====== TEXTE RETENU ======

ALLOCUTION  A  L'OCCASION  DE  L'INAUGURATION  DES  NEGOCIATIONS DE  PAIX  AVEC  LE  GOUVERNEMENT  DU  BURUNDI.

Excellences Messieurs les Chefs d'Etat,

Excellences Mesdames et Messieurs les Ambassadeurs,

Excellence Monsieur le Médiateur,

Mesdames et Messieurs les membres des Commissions Techniques;

Mesdames et Messieurs.

Encore une fois nous voici rassemblés à Dar es Salaam pour rechercher la paix tant désirée par le peuple burundais depuis plusieurs décennies. Certes pour parvenir à cette paix qui n'est restée jusqu'ici qu'un joli slogan, il nous faut relever trois grands défis que sont l'ethnisme et tous ses corollaires, le terrorisme d'Etat entretenu par tous les gouvernements de Bujumbura et enfin la fausse interprétation de la démocratie!

Bien entendu, sous l'angle d'une vision simpliste, certains diront que cette rencontre n'est que de trop puisque dit-on, tout a été réglé à Arusha, que le gouvernement en place a été élu par le peuple, qu'il y a une nouvelle armée et que sais-je encore; autrement dit, que tout va pour le mieux dans le meilleur des mondes!!! Pourtant, la précarité de la situation socio-politique et économique du Burundi témoigne à suffisance que l'on n'a pas encore avancé sur la voie de la paix.

======

* [CONSIGNE] Renvoyez à l'identique le passage du discours commençant par « Bien entendu, sous » et se terminant par « de la paix. ». Les entrées de données forment un matériau indépendant du discours.

====== DONNÉES EXTRAITES ======

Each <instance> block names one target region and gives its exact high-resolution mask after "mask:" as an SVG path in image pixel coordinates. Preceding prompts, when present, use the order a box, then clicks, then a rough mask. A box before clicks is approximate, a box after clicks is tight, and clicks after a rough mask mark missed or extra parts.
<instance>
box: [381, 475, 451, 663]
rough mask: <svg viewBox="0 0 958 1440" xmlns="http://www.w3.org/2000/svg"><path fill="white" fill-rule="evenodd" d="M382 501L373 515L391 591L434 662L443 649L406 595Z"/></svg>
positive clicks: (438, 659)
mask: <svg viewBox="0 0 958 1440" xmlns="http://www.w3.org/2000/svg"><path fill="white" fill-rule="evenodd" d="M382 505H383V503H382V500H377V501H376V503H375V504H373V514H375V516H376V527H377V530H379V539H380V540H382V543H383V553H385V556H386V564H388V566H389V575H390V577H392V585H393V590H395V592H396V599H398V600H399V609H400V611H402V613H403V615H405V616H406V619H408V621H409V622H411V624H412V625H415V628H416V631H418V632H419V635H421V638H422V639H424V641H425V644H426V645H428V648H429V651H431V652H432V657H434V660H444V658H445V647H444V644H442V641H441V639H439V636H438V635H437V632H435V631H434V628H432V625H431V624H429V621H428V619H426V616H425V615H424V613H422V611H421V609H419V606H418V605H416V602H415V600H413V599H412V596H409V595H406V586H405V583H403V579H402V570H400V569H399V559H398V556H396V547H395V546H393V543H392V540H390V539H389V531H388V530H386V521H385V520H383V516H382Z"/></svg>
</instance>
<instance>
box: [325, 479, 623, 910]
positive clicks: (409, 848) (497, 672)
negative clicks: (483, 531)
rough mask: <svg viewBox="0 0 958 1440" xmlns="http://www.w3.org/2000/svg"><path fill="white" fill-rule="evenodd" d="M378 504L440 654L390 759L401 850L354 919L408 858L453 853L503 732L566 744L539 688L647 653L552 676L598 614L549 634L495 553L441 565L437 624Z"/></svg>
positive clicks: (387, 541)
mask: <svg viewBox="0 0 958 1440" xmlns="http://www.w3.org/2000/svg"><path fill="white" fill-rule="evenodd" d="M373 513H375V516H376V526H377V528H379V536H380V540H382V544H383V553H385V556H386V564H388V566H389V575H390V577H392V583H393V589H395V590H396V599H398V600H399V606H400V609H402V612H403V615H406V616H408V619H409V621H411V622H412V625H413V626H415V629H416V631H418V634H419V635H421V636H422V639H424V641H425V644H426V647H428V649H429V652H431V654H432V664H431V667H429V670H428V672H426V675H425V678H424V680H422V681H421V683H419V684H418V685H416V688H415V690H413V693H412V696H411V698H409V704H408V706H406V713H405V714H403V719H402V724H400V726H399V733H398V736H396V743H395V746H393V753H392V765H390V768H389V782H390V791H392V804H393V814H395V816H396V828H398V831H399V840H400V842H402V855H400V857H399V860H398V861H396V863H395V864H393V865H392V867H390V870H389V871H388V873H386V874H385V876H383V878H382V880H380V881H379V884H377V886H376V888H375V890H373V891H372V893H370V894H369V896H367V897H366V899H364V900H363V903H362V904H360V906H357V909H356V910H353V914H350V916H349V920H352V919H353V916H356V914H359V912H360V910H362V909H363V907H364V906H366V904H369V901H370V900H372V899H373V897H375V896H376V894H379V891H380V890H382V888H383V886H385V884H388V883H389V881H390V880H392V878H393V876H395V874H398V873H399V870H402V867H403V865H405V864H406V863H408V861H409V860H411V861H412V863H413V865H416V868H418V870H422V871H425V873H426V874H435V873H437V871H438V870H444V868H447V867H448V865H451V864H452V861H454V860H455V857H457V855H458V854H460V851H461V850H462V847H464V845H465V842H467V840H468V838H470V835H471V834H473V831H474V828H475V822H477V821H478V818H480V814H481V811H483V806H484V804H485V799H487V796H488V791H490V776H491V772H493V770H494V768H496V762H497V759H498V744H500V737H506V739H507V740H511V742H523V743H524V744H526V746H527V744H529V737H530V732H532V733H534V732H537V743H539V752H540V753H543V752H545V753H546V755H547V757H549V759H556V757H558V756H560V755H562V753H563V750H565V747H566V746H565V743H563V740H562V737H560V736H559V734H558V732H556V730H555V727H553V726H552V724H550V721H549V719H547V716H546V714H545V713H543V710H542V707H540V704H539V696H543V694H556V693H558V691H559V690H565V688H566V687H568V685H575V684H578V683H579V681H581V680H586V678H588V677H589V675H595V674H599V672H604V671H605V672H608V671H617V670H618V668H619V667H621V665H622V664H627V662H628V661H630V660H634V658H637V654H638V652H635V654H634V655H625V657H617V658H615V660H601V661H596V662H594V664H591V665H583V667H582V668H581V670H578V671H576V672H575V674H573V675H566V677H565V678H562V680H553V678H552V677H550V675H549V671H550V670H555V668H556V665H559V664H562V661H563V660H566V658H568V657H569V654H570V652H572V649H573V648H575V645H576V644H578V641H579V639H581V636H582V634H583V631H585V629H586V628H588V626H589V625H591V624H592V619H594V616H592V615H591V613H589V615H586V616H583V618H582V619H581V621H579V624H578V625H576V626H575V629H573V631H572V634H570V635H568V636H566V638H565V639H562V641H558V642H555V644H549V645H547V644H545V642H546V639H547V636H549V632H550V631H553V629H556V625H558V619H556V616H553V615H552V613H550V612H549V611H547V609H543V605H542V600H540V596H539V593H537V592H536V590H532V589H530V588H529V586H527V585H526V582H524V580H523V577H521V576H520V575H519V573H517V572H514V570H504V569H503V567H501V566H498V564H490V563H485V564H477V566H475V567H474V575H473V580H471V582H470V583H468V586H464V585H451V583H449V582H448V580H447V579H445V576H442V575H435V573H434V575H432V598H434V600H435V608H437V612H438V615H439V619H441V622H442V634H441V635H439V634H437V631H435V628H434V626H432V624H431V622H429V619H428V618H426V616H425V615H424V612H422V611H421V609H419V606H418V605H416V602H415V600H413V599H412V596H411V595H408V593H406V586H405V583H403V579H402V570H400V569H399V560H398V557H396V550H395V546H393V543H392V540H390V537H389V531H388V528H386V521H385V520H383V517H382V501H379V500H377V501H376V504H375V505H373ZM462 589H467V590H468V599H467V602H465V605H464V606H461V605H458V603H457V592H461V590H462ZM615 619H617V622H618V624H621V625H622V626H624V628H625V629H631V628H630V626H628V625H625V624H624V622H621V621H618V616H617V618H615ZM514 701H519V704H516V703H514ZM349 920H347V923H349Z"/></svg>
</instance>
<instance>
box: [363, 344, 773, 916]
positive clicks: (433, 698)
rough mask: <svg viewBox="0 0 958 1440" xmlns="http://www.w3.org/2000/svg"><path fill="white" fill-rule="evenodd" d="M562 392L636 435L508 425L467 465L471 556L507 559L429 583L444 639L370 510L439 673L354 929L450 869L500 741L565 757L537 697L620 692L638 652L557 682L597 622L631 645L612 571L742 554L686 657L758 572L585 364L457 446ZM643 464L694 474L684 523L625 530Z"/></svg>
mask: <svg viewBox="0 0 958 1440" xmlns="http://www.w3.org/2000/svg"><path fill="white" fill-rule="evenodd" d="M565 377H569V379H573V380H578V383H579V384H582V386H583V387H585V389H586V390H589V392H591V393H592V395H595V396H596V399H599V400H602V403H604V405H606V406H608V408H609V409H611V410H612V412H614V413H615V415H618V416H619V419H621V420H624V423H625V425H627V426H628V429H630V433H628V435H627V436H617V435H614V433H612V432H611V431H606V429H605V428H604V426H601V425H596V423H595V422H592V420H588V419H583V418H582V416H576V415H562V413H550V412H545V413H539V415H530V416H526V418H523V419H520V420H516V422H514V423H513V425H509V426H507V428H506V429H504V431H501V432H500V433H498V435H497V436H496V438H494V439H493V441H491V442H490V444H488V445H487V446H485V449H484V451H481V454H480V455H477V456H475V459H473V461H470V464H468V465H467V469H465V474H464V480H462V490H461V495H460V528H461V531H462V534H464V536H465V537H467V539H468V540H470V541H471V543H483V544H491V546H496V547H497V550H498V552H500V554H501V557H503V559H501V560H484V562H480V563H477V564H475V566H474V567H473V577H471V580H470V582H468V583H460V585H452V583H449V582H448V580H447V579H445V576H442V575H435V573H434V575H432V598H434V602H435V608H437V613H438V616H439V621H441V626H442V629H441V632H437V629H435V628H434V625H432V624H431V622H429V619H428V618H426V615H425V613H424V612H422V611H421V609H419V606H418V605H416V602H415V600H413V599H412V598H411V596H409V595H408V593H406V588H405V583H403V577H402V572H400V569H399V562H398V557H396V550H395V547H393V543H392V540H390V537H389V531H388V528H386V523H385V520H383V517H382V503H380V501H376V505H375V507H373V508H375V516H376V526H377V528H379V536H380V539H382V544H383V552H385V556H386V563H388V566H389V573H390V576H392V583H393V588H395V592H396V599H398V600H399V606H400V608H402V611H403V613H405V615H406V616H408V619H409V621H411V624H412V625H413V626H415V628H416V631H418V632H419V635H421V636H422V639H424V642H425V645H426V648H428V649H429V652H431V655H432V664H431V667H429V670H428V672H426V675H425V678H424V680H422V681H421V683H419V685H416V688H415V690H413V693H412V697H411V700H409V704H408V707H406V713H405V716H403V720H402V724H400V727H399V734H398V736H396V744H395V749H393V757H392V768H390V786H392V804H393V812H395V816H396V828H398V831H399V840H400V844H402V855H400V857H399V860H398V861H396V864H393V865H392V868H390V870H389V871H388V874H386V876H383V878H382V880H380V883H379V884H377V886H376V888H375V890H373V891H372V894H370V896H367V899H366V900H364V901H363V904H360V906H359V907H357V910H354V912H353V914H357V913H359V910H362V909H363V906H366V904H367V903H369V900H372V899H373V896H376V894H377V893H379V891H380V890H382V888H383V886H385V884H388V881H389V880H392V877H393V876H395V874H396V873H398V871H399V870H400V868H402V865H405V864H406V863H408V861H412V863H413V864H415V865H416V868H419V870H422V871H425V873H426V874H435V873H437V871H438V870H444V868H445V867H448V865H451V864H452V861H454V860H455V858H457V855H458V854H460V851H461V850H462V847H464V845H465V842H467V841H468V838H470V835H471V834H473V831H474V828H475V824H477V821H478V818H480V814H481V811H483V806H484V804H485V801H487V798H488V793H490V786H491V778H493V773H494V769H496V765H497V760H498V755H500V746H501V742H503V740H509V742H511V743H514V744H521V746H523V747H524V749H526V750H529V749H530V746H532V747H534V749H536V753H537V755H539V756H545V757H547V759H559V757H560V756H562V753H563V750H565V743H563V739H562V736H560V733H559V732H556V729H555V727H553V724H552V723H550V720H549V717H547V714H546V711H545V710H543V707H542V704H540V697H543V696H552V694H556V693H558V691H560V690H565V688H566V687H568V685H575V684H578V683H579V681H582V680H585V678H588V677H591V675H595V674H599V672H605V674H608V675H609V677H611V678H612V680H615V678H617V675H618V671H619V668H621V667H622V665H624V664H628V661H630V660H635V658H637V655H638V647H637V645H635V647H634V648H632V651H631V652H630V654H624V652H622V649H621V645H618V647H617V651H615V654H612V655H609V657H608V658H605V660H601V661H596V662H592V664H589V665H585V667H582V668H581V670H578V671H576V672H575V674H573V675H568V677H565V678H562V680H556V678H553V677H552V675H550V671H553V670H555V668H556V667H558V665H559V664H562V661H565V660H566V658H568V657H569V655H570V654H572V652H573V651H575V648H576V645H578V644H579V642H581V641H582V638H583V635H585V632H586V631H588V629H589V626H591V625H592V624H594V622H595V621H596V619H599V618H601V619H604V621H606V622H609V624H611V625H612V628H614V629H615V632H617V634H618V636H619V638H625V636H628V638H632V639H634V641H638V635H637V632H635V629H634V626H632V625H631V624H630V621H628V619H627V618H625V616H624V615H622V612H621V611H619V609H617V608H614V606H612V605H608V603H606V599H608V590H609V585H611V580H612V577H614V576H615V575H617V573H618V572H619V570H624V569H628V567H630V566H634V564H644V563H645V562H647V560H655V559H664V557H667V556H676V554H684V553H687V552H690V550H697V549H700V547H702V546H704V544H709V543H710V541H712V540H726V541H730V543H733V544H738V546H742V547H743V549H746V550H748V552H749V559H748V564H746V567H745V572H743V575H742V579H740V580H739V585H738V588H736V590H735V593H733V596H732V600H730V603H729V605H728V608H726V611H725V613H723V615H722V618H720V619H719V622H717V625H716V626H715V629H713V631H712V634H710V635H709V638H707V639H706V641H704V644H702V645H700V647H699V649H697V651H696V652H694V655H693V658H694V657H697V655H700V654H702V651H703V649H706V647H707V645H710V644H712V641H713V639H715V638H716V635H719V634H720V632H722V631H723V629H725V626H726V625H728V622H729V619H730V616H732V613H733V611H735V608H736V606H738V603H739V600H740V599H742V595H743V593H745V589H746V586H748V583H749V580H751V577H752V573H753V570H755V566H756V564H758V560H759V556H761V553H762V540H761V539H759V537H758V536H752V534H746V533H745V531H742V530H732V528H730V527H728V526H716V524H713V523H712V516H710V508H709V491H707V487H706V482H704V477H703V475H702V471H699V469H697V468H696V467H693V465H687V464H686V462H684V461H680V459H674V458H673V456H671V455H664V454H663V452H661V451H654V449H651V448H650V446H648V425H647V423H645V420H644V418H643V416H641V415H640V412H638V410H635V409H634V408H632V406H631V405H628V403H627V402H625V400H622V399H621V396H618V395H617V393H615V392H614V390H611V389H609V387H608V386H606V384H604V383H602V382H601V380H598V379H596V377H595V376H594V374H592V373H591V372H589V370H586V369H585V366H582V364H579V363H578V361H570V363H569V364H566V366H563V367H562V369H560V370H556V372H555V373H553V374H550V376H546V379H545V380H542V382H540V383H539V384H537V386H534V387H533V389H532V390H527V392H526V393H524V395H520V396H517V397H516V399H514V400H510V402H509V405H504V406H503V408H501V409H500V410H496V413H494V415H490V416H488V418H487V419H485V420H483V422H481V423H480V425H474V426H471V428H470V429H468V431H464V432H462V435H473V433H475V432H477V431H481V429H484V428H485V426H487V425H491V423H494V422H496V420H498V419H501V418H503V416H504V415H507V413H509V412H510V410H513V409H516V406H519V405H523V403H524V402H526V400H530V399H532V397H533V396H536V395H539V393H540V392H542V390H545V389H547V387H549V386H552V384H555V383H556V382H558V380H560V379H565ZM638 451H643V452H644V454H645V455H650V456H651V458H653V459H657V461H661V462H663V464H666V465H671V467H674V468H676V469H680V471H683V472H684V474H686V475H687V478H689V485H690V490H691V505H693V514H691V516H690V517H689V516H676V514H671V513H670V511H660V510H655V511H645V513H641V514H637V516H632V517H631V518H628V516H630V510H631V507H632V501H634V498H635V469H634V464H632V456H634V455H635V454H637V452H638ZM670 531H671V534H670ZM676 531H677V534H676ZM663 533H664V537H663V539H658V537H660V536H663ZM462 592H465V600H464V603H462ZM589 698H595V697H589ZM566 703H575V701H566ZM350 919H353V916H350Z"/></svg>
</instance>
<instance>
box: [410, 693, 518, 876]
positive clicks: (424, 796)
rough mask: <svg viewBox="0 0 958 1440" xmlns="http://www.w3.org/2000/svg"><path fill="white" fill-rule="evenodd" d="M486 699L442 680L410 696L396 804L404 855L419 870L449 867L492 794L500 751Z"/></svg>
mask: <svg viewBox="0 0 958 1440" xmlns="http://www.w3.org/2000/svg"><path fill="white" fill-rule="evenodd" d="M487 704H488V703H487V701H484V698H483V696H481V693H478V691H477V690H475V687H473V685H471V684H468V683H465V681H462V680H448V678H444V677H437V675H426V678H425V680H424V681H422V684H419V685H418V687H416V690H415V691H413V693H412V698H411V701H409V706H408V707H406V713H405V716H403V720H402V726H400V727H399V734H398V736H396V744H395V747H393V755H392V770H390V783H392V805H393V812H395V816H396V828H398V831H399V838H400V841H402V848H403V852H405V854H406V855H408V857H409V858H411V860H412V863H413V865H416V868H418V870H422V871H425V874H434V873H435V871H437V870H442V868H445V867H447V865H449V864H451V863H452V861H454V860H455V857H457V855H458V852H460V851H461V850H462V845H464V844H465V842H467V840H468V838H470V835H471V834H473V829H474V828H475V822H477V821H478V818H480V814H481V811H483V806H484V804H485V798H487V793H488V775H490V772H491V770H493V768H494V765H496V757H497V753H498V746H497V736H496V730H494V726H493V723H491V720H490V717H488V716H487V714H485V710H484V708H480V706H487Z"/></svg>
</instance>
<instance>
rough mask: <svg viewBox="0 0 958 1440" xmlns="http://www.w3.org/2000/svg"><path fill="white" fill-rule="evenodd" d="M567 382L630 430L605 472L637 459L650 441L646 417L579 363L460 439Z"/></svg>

======

* [RÉSULTAT OBTENU]
Bien entendu, sous l'angle d'une vision simpliste, certains diront que cette rencontre n'est que de trop puisque dit-on, tout a été réglé à Arusha, que le gouvernement en place a été élu par le peuple, qu'il y a une nouvelle armée et que sais-je encore; autrement dit, que tout va pour le mieux dans le meilleur des mondes!!! Pourtant, la précarité de la situation socio-politique et économique du Burundi témoigne à suffisance que l'on n'a pas encore avancé sur la voie de la paix.